▶ **RECORDS SUPPLIED**
════════

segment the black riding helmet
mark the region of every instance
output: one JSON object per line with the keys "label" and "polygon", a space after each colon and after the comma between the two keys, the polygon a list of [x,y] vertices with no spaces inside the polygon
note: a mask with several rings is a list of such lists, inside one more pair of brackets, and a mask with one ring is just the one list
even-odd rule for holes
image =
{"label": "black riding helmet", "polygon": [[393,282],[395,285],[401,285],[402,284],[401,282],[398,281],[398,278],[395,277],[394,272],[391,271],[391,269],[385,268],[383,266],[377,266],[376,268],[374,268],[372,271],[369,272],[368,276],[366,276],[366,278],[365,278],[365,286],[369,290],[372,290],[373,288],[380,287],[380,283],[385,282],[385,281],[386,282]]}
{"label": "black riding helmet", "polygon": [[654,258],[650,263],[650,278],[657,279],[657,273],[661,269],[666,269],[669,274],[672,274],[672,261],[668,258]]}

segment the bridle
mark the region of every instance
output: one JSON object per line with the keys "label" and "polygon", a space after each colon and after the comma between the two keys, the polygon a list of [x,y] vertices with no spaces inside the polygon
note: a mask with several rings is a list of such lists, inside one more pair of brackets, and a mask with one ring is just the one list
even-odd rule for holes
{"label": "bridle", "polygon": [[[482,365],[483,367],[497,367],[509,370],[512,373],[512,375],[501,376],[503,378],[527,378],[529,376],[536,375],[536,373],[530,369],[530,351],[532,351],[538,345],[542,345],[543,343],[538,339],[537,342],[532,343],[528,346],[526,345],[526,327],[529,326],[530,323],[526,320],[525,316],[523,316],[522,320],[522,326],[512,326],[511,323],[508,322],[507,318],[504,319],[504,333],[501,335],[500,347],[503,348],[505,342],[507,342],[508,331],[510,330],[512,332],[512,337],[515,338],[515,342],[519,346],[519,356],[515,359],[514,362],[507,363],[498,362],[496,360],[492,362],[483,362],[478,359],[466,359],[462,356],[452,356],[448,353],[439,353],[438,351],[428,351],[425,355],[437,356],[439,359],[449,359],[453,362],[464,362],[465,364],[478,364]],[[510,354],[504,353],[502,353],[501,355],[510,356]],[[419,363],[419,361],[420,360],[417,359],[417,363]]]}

════════

▶ **WHAT YOU NEED TO DO**
Output the records in full. Match them exactly.

▶ **SOLUTION TO THIS TASK**
segment the black riding helmet
mark the region of every instance
output: one JSON object per line with the keys "label" and "polygon", a space after each colon and after the comma between the two keys, the polygon a list of [x,y] vertices with no spaces inside the polygon
note: a mask with several rings is a list of such lists, inside one more pair of brackets, and a mask with one ring is just the one list
even-odd rule for holes
image =
{"label": "black riding helmet", "polygon": [[393,282],[395,285],[401,285],[402,284],[401,282],[398,281],[398,278],[395,277],[394,272],[391,271],[391,269],[385,268],[383,266],[377,266],[376,268],[374,268],[372,271],[369,272],[368,276],[366,276],[366,278],[365,278],[365,286],[369,290],[372,290],[373,288],[380,287],[380,283],[385,282],[385,281],[386,282]]}
{"label": "black riding helmet", "polygon": [[654,258],[650,263],[650,278],[657,279],[657,273],[661,269],[666,269],[669,274],[672,274],[672,261],[668,258]]}

segment the bridle
mark the region of every instance
output: one JSON object per line with the keys "label" and "polygon", a space after each colon and after the comma between the two keys, the polygon a list of [x,y] vertices with no spaces inside the polygon
note: a mask with several rings is a list of such lists, inside one more pair of brackets, and a mask with one ring is just the one list
even-odd rule for holes
{"label": "bridle", "polygon": [[[482,365],[483,367],[497,367],[509,370],[512,373],[512,375],[501,376],[503,378],[527,378],[529,376],[536,375],[536,373],[530,369],[530,351],[532,351],[538,345],[542,345],[543,343],[538,339],[537,342],[532,343],[528,346],[526,345],[526,327],[529,326],[530,323],[526,320],[525,316],[523,316],[522,320],[522,326],[512,326],[511,323],[508,322],[507,318],[504,319],[504,333],[501,335],[500,347],[503,348],[505,342],[507,342],[508,331],[510,330],[512,332],[512,337],[515,338],[515,342],[519,346],[519,356],[515,359],[514,362],[507,363],[498,362],[496,360],[492,362],[483,362],[478,359],[466,359],[462,356],[452,356],[448,353],[439,353],[438,351],[428,351],[425,355],[437,356],[439,359],[449,359],[453,362],[464,362],[465,364],[478,364]],[[510,354],[504,353],[502,353],[501,355],[510,356]],[[419,363],[419,361],[420,360],[417,359],[417,363]]]}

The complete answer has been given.